**Exercise requirements**
Go through the entries and copy every line that has the string "uniform" in it.

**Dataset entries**

───

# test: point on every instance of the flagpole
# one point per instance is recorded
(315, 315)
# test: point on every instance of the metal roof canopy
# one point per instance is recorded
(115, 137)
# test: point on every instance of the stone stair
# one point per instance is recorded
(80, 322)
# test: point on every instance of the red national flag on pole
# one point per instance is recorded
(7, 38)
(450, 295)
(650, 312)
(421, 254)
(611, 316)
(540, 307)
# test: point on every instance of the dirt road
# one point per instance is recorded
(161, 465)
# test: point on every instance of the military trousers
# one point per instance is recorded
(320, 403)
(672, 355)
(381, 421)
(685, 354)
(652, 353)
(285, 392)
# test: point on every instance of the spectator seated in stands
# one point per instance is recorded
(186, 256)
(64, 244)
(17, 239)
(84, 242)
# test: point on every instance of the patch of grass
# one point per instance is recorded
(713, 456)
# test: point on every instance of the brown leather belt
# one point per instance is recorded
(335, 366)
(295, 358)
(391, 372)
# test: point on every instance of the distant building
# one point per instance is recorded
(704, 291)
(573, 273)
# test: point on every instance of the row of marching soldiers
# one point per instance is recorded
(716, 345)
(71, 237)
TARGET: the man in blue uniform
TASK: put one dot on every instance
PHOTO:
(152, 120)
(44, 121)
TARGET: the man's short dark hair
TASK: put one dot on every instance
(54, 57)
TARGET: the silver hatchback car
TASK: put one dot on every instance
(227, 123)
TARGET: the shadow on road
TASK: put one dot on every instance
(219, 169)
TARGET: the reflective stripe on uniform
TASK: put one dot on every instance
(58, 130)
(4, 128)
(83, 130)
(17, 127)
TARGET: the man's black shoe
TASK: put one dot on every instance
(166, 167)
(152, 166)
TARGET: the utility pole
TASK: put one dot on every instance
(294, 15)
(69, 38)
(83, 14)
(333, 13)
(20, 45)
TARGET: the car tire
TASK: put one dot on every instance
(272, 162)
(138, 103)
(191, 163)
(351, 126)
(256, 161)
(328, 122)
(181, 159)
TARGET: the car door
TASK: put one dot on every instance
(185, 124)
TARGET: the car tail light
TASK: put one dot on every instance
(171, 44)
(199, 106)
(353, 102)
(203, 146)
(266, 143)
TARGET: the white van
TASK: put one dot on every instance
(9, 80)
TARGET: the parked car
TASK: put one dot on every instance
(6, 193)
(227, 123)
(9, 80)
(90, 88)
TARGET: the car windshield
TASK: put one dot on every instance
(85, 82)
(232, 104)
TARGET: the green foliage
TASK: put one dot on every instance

───

**Answer section**
TARGET: the man in blue uniform
TARGET: the reflective stripe on uniform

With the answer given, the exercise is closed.